→ **Objective**:
Put the lines of the records into a JSON list of strings, one string per line with blank lines left out, starting at the line that contains "Teacher note: locate the white rock" and running through the end of the records. Leave the pictures out of the list.

[Coordinate annotation entries]
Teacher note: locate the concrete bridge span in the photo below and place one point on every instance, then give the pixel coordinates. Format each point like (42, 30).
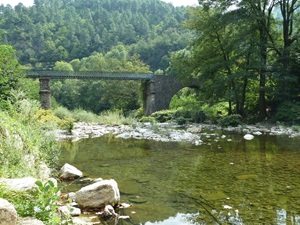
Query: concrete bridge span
(158, 90)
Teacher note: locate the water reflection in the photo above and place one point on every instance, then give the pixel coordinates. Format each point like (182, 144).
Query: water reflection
(208, 183)
(178, 219)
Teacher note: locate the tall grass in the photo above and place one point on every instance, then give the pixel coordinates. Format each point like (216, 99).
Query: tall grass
(23, 147)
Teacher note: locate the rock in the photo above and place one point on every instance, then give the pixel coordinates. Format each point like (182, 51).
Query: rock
(248, 137)
(257, 133)
(72, 196)
(69, 211)
(8, 214)
(85, 220)
(44, 171)
(194, 129)
(69, 172)
(99, 194)
(26, 184)
(29, 221)
(109, 211)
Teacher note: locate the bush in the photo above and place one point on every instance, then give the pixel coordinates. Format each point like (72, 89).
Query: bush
(67, 124)
(84, 116)
(231, 120)
(62, 112)
(288, 113)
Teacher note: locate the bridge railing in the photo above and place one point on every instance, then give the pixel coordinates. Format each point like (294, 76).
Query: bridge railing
(88, 75)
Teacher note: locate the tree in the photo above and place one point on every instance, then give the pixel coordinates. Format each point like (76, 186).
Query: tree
(9, 73)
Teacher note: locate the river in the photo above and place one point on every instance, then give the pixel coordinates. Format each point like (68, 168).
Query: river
(226, 180)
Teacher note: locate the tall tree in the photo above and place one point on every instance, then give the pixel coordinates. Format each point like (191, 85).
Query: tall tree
(9, 73)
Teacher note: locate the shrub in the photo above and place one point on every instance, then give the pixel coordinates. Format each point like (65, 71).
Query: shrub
(47, 119)
(84, 116)
(62, 112)
(230, 120)
(288, 113)
(67, 124)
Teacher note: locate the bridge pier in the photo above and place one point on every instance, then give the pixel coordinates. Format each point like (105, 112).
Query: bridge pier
(45, 93)
(149, 97)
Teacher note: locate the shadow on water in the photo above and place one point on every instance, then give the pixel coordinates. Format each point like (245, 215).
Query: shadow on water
(226, 180)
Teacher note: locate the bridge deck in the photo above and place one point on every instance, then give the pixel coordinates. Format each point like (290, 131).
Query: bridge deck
(88, 75)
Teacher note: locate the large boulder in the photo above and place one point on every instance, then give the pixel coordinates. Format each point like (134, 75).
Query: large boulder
(26, 184)
(99, 194)
(8, 214)
(69, 172)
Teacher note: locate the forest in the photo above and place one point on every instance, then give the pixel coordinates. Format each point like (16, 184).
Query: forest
(245, 54)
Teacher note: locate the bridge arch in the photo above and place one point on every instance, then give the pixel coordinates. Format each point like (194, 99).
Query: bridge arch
(159, 91)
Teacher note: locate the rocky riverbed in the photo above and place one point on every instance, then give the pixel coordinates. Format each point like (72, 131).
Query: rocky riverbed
(170, 132)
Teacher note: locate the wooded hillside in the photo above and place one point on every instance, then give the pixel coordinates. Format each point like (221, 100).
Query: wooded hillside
(57, 30)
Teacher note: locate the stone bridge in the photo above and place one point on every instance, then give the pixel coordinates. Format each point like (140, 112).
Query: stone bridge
(158, 90)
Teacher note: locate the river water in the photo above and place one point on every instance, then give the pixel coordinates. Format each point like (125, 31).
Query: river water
(226, 180)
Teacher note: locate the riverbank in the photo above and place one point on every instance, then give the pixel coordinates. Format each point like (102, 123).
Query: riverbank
(169, 132)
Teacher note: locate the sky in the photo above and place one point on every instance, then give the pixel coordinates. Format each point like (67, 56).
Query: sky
(30, 2)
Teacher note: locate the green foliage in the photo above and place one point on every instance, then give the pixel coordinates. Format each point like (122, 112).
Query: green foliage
(23, 202)
(46, 205)
(288, 113)
(85, 116)
(230, 120)
(67, 124)
(163, 115)
(41, 204)
(47, 118)
(63, 32)
(23, 147)
(9, 74)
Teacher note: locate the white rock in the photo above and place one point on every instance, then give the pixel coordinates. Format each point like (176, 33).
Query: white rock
(29, 221)
(20, 184)
(257, 133)
(248, 137)
(8, 214)
(69, 172)
(109, 211)
(99, 194)
(69, 211)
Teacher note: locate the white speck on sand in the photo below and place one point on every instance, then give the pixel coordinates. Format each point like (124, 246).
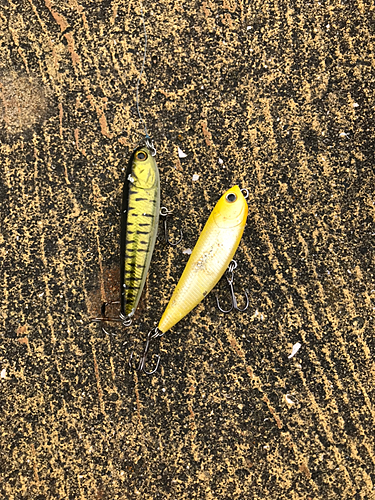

→ **The answer**:
[
  "Teacher note: locate the white rock in the photo above and place one point on every instance, then give the pixel coordinates. Format each point like (176, 33).",
  "Query: white rock",
  "(29, 221)",
  "(20, 184)",
  "(257, 133)",
  "(248, 137)",
  "(8, 214)",
  "(69, 172)",
  "(109, 211)",
  "(99, 194)",
  "(69, 211)",
  "Teacher note: locate the white speck on sand in the photo below and place one point on every instance, then give the pixel coordinates. Format each point like (124, 246)."
]